-- TEXT --
--- START ---

Cleavage is a fundamental property of minerals, describing their tendency to break along specific, smooth, flat planes of weakness. This characteristic is directly determined by the mineral’s internal atomic arrangement, known as the crystal lattice. When a mineral breaks, the resulting flat surface, known as a cleavage plane, is a repeatable feature that reflects the symmetry of the mineral’s structure. Cleavage is a physical manifestation of atomic organization within the material.
Why Minerals Break Along Flat Surfaces
The reason a mineral breaks along a flat surface is rooted in the varying strength of the chemical bonds holding the atoms together within the crystal lattice. Every mineral is composed of atoms or ions arranged in a precise, three-dimensional pattern. This repeating structure means that chemical bonds are not uniformly strong in every direction.
Cleavage planes form precisely where the bonds between layers of atoms are the weakest, offering the least resistance to applied stress. When a mineral is struck, the break occurs preferentially along these planes of weaker bonding. For example, mica can be easily peeled into thin sheets because it has extremely weak bonds in one direction.
Classifying Cleavage: Quality and Plane Directions
Geologists classify a mineral’s cleavage based on two main criteria: the quality of the break and the number of distinct plane directions. Cleavage quality describes how smooth and even the broken surface is. Categories range from “perfect,” which yields an exceptionally smooth surface, to “good,” “poor,” and “indistinct,” where the surface is rougher.
The number of cleavage directions refers to how many sets of parallel planes of weakness exist within the crystal structure. A mineral may exhibit cleavage in one, two, three, four, or six directions. Mica has one perfect cleavage direction, allowing it to split into thin, flexible sheets. Calcite displays rhombohedral cleavage (three directions intersecting at non-90 degree angles), while halite exhibits cubic cleavage (three directions meeting at 90-degree angles), producing cube-shaped fragments.
The Difference Between Cleavage and Fracture
Cleavage and fracture represent different ways a mineral breaks. Cleavage is a smooth, predictable break that occurs repeatedly along specific internal planes of weakness, resulting in flat, reflective surfaces that correlate with the crystal’s atomic structure.

--- END ---

-- ACTIVITY LIST --
(a) Please copy everything in the cleavage text from "Why Minerals Break" down to "in one direction.".
(b) Name every category of cleavage quality in the cleavage text.

-- DATASET --
--- START ---

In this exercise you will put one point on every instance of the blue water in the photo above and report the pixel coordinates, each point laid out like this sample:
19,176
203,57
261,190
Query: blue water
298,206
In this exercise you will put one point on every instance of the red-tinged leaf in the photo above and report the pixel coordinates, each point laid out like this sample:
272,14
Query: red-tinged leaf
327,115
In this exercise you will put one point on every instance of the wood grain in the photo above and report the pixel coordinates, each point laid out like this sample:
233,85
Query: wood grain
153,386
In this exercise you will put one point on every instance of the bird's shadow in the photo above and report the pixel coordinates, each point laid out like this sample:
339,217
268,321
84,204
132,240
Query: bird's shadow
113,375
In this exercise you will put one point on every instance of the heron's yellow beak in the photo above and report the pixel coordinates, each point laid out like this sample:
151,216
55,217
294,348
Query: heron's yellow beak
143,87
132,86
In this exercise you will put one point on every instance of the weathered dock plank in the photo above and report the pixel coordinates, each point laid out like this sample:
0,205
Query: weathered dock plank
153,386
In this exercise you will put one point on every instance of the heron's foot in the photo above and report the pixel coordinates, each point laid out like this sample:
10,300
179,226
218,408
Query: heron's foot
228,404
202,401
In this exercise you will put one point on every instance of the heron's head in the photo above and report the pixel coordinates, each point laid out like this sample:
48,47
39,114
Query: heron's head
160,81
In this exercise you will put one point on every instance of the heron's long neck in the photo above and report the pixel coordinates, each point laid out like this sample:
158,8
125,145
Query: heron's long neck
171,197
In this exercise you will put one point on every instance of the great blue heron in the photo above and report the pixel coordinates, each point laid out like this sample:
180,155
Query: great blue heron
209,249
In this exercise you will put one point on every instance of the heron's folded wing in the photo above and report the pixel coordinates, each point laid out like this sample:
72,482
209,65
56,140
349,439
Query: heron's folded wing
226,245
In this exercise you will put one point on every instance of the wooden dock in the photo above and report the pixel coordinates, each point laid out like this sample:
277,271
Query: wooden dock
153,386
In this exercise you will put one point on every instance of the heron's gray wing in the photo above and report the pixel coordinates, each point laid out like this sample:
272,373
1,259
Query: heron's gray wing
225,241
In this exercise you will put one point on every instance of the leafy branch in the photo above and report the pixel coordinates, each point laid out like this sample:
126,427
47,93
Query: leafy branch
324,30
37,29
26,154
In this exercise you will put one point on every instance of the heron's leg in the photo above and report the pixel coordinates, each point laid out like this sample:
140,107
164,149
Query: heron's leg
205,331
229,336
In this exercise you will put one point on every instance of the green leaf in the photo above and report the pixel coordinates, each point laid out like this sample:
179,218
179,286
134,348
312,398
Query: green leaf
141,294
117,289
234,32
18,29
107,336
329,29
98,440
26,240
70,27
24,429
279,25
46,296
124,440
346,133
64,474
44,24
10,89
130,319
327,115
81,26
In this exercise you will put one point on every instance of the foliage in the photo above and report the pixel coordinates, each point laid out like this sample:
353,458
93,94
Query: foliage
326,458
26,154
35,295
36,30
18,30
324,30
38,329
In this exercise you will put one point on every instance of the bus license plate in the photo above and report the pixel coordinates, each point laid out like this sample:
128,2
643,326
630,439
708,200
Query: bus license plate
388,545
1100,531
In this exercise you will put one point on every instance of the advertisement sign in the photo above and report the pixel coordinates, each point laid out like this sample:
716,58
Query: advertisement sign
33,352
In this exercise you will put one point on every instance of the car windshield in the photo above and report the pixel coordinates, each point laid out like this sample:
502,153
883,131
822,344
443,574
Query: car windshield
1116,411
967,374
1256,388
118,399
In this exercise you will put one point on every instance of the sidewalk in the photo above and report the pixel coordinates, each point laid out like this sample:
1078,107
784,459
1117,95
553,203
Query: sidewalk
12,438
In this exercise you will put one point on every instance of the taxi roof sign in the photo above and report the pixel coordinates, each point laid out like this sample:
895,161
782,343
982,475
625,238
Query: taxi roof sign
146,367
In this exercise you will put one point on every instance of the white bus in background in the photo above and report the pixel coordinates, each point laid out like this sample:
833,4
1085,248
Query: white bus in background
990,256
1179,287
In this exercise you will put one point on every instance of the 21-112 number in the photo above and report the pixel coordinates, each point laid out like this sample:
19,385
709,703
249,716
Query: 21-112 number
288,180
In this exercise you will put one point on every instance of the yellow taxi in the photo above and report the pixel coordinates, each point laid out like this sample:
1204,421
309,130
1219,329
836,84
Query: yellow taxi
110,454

--- END ---

-- SOLUTION LIST --
(a)
Why Minerals Break Along Flat Surfaces
The reason a mineral breaks along a flat surface is rooted in the varying strength of the chemical bonds holding the atoms together within the crystal lattice. Every mineral is composed of atoms or ions arranged in a precise, three-dimensional pattern. This repeating structure means that chemical bonds are not uniformly strong in every direction.
Cleavage planes form precisely where the bonds between layers of atoms are the weakest, offering the least resistance to applied stress. When a mineral is struck, the break occurs preferentially along these planes of weaker bonding. For example, mica can be easily peeled into thin sheets because it has extremely weak bonds in one direction.

(b) Perfect, good, poor, and indistinct.